### [Task goal]
In your reply, write out the records exactly, each line intact.

### [Records shown]
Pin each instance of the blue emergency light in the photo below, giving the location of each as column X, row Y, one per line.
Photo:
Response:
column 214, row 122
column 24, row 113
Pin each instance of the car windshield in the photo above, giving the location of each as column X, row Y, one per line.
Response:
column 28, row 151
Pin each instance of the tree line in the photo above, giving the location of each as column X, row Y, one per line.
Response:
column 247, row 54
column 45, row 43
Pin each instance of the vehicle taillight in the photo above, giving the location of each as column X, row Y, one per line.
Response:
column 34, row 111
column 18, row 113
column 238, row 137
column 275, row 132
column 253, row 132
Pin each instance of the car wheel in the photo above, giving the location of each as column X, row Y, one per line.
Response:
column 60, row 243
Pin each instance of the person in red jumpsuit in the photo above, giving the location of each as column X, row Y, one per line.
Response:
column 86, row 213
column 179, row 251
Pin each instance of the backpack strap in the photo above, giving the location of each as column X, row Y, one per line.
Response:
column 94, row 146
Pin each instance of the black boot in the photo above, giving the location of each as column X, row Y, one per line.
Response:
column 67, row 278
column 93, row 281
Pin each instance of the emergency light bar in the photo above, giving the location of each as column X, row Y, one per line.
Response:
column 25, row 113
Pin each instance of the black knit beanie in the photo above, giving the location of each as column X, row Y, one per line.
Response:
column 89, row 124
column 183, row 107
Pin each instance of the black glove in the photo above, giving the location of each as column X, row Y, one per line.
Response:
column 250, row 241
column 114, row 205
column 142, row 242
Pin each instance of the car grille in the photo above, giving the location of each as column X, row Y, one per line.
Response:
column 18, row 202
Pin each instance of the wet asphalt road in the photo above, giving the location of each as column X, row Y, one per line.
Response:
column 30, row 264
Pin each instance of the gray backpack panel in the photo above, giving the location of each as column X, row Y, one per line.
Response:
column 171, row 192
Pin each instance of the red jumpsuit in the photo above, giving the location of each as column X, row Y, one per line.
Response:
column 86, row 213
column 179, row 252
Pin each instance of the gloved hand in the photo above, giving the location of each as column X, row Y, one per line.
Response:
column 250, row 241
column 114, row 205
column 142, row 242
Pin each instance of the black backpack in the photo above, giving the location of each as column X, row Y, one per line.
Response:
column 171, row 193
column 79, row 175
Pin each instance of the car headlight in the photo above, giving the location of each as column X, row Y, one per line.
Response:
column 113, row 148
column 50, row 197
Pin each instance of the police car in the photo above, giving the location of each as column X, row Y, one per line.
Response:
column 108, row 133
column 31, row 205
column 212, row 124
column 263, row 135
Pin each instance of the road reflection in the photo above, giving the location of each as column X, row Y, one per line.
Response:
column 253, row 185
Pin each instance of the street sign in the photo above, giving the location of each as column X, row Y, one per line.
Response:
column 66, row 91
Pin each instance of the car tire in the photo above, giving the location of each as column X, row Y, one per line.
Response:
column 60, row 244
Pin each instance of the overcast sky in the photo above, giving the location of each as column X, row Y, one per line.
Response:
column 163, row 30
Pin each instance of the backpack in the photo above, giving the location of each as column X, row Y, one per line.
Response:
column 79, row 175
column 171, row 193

### [Answer for the task]
Pin each instance of the blue emergency light in the photo below, giving the location of each as column X, row Y, one per line.
Photo:
Response:
column 214, row 122
column 24, row 113
Pin each instance of the car windshield in the photo above, giving the location of each as column X, row Y, one per line.
Response:
column 28, row 151
Pin each instance of the tree line in the photo above, giving the location of each as column X, row Y, one per line.
Response:
column 247, row 54
column 45, row 43
Pin each instance of the vehicle taillight in the photo above, giving the location of each as column X, row Y, one per line.
Response:
column 34, row 111
column 18, row 113
column 238, row 137
column 275, row 132
column 253, row 132
Pin each instance of the car wheel in the photo above, giving the location of each as column X, row Y, one per line.
Response:
column 60, row 243
Pin each instance of the person in red jumpsuit in the photo above, giving the location of each as column X, row Y, one per line.
Response:
column 86, row 213
column 179, row 251
Pin each instance of the backpack strap in the photo above, giving the location of each as column X, row Y, one per line.
Response:
column 94, row 146
Pin each instance of the black boot in the photo above, giving the location of each as column X, row Y, one per line.
Response:
column 67, row 278
column 93, row 281
Pin each instance of the emergency light bar in the photo above, giving the location of each as column X, row Y, one per line.
Response:
column 25, row 113
Pin each instance of the black knit beanie in the photo above, giving the location of each as column X, row Y, one per line.
Response:
column 89, row 124
column 183, row 107
Pin each instance of the black glove in the photo above, giving the location of each as column X, row Y, one per line.
Response:
column 250, row 241
column 114, row 205
column 142, row 242
Pin each instance of the car grille in the photo above, giving the location of each as column X, row Y, one per line.
Response:
column 18, row 202
Pin each instance of the wet asphalt road in the photo above, giving the location of each as column X, row Y, one per line.
Response:
column 30, row 264
Pin each instance of the gray backpack panel in the photo above, giving the location of each as column X, row Y, one per line.
Response:
column 171, row 192
Pin each instance of the red jumpsuit in the photo above, giving the location of each as column X, row Y, one per line.
Response:
column 86, row 213
column 179, row 252
Pin each instance of the gloved hand in the photo above, giving the location of each as column X, row Y, one per line.
Response:
column 250, row 241
column 114, row 205
column 142, row 242
Pin each instance of the black backpack in the photo above, giving the location of each as column X, row Y, one per line.
Response:
column 171, row 193
column 79, row 175
Pin each instance of the car headlight in the photo above, giving the location of each as column X, row Y, one per line.
Response:
column 113, row 148
column 50, row 197
Pin each instance of the police car in the photo above, giving the location of each as column X, row Y, one per line.
Response:
column 108, row 133
column 31, row 205
column 212, row 124
column 263, row 135
Pin each instance of the road reflection in the photo above, giving the location of each as column X, row Y, one per line.
Response:
column 253, row 185
Pin each instance of the street sign in the photo above, giving the location of each as column X, row Y, one per line.
Response:
column 66, row 91
Pin each instance of the car tire in the photo above, giving the location of each as column X, row Y, one per line.
Response:
column 60, row 244
Pin each instance of the overcast sky in the photo above, giving the location of each as column X, row Y, one per line.
Response:
column 163, row 30
Pin each instance of the backpack in the photo above, giving the location of each as column X, row Y, one per line.
Response:
column 79, row 175
column 171, row 193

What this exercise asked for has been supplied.